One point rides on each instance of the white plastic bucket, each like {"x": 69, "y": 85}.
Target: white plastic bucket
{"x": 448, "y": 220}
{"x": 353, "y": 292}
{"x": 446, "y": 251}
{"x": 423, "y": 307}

++++++

Task prompt: Return every record, leaving each line exactly as it was given.

Solution to this problem:
One point rides on each instance of the white plastic bucket, each like {"x": 69, "y": 85}.
Target: white plastic bucket
{"x": 448, "y": 220}
{"x": 353, "y": 292}
{"x": 446, "y": 251}
{"x": 423, "y": 307}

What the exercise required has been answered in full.